§ **Texto**
/---
Entenda como a ONU trabalha nos bastidores durante crises

Nas situações de crise, como na escalada mais recente da violência entre Israel e o Hamas em Gaza e nos temores de um conflito em larga escala, a ONU desempenha um papel crucial, atuando tanto na esfera política quanto na humanitária.

O papel humanitário é o que atrai mais atenção do público, à medida que são negociados acordos para garantir que a ajuda chegue aos civis e para assegurar proteção, na tentativa de garantir que o direito humanitário internacional seja respeitado.

Papel político da ONU

Já o papel político é menos citado, uma vez que muitas vezes é desempenhado longe dos olhos do público.

A Carta das Nações Unidas tem várias disposições que criam uma estrutura para a mediação e resolução de conflitos.

O documento confere ao secretário-geral a opção de usar sua equipe para mediar acordos voltados para diminuir tensões e tomar medidas que ajudem a evitar a guerra.

O papel do secretário-geral envolve diversas frentes, incluindo a resolução pacífica de conflitos.
\---
§ **Instruções**
1/ Responda às perguntas sobre o texto a respeito do trabalho da ONU em crises:
(a) Em quais duas esferas a ONU atua nas situações de crise?
(b) Qual dos dois papéis da ONU atrai mais atenção do público?
(c) Que opção a Carta das Nações Unidas confere ao secretário-geral?
2/ Dê continuidade ao texto sobre o trabalho da ONU em crises a partir do ponto em que ele termina.

§ **Trecho da fonte**
/---
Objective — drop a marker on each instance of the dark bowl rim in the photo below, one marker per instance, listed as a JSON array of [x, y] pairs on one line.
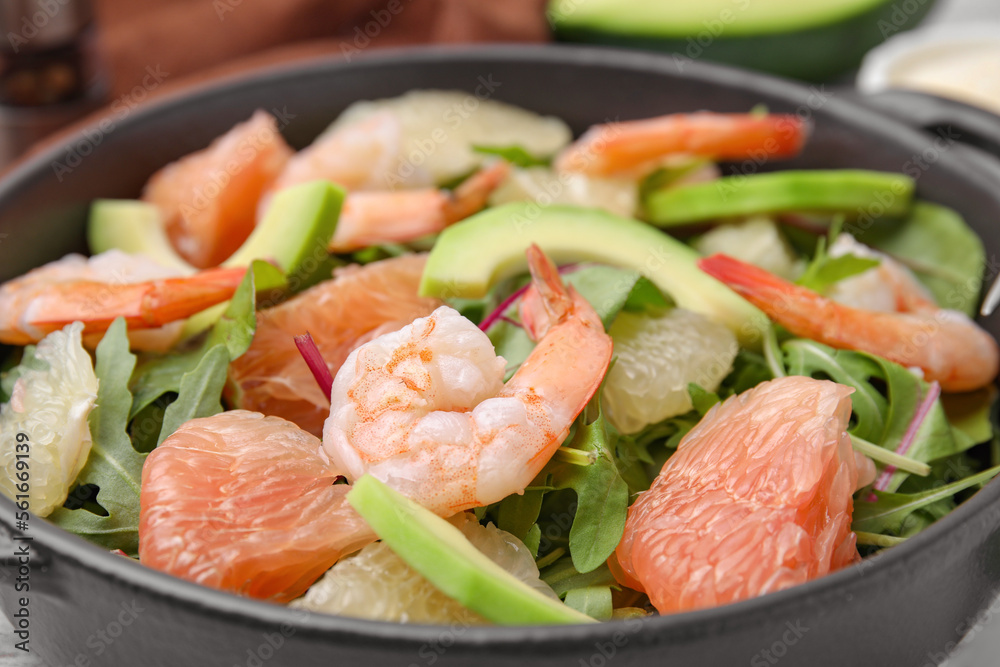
[[74, 549]]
\---
§ **Respostas por tarefa**
1/
(a) Na esfera política e na humanitária.
(b) O papel humanitário.
(c) A opção de usar sua equipe para mediar acordos voltados para diminuir tensões e tomar medidas que ajudem a evitar a guerra.

2/
Grande parte desta diplomacia de bastidores nunca vem à tona, mas é um elemento crítico para tentar neutralizar crises e muitas vezes dá origem a especulações sobre como e se essas capacidades foram exercidas.

É evidente que a ONU está numa posição global única para mediar a paz. Desde a sua criação em 1945, negociou cessar-fogo, acordos de paz e o estabelecimento de corredores humanitários ou outros acordos em meio à violência.

Dentre eles estão a incluindo a Iniciativa do Mar Negro, com foco em permitir a exportação comercial de alimentos e fertilizantes a partir dos principais portos ucranianos.

Secretário-geral da ONU no Egito

O anúncio da viagem do secretário-geral da ONU ao Egito na quinta-feira para se encontrar com o presidente Abdel Fattah Al Sisi é o mais recente dos intensos esforços ininterruptos da ONU para resolver o conflito em curso entre Gaza e Israel, bem como o alastramento para países vizinhos, como Líbano e Síria.

Outro tema prioritário do encontro serão os obstáculos à entrega de ajuda para os palestinos sitiados em Gaza.

A visita acontece após vários telefonemas noturnos consecutivos entre o chefe da ONU e os principais envolvidos, além da preparação para uma reunião com o primeiro-ministro israelense, Benjamin Netanyahu, e de um possível contato com as autoridades de facto em Gaza.

Saiba o que está acontecendo nos bastidores desde que o conflito eclodiu em 7 de outubro:

Ataques do Hamas: ONU pede fim da escalada

Logo após os militantes armados do Hamas terem atravessado para Israel, altos funcionários da ONU contataram os principais atores da região e apelaram às partes por uma contenção da escalada da crise e por proteção aos civis.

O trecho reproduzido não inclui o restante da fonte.